━━━ DOCUMENT PASSAGE

1978: Culture / Harder Than The Rest

by J A Gray

Harder Than The Rest

I’ve been meaning to talk to you about reggae.  You may have noticed in previous chapters, under the “other nominations” heading, that the occasional reggae album has been showing up, but so far ever the bridesmaid and never the bride.  Well that really has to stop when it comes to Culture.

What an incredible phenomenon reggae has proved to be.  That the music of a poverty-stricken Caribbean island nation like Jamaica could have captured the hearts and feet of people from all over the world is remarkable.  That it did so long before ‘world music’ became a hip specialist interest of Western music lovers says much about both its power and its accessibility.  The rhythm can’t be denied.  And when that rhythm is coupled with first-rate songwriting talent then it becomes unstoppable.

━━━━━━
━━━ DATASET EXCERPTS

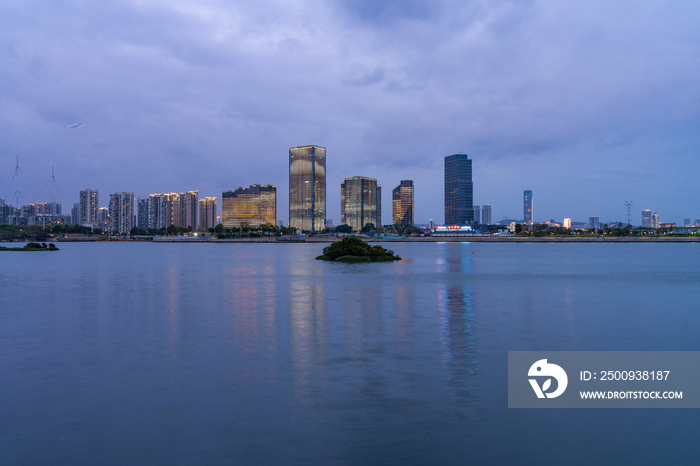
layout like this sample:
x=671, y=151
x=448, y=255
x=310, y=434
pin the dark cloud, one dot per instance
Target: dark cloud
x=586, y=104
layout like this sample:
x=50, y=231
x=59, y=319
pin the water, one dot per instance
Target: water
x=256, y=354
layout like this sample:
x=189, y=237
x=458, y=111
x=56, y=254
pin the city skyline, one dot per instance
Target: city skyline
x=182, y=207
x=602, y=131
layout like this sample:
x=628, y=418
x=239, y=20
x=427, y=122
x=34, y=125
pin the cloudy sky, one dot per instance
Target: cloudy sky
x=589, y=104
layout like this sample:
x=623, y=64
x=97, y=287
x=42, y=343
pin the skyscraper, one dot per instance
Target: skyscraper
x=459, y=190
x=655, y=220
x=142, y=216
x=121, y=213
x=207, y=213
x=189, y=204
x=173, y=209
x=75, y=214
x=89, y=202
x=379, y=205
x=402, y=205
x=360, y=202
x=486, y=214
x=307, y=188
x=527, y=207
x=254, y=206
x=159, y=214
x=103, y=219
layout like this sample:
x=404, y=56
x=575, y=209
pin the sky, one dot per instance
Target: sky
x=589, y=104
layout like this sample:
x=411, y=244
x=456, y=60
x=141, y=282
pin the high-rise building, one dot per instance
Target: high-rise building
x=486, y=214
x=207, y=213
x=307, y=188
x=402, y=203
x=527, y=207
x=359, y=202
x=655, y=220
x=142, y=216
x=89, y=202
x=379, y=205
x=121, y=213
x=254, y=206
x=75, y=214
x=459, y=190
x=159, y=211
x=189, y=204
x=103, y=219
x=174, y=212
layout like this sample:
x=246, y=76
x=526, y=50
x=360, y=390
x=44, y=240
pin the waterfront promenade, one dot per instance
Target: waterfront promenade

━━━━━━

PROBLEMS TO WORK ON:
1. For the essay on Culture's Harder Than The Rest, decide whether each statement agrees with it, answering yes or no and quoting the words that settle it: (a) Reggae albums have appeared under the "other nominations" heading in earlier chapters. (b) Reggae won listeners around the world only after world music became a specialist interest of Western fans. (c) Jamaica is called a wealthy island nation.
2. Carry on the essay on Culture's Harder Than The Rest with one further paragraph, starting after its final sentence.
These rows were drawn from a separate source.

EXPECTED ANSWERS:
1.
(a) Yes: "under the “other nominations” heading, that the occasional reggae album has been showing up"
(b) No: "long before ‘world music’ became a hip specialist interest of Western music lovers"
(c) No: "a poverty-stricken Caribbean island nation like Jamaica"

2.
I’m trying to recall when I first became aware of reggae.  I remember Eric Clapton having a hit with his cover of I Shot The Sheriff in 1974.  I remember seeing a copy of Marley’s Live! LP at the home of some friends of the family, but I didn’t get to hear it at the time.  Marley himself occasionally performed on Top Of The Pops later in the 70s, and I saw Desmond Dekker and Althea & Donna on there too.  But most of what I was hearing wasn’t made by Jamaican reggae performers, it was made by British whites who were adding reggae grooves to their rock music.  I was guilty of buying 10cc’s Dreadlock Holiday.  And I lapped up The Police’s first two LPs on which they cleverly combined reggae verses with rock choruses.  And The Clash succeeded brilliantly in blending reggae with punk and making it their own.  Later still I enjoyed UB40’s early records (I swear they were pretty good in the years before Red Red Wine), but I still felt horribly out of my depth when it came to the real thing.  Most white Brits from the sticks were the same – we knew Bob Marley, and maybe a handful of other UK chart hits, but that was all.  Jamaican reggae was a whole new world, and I didn’t have a map.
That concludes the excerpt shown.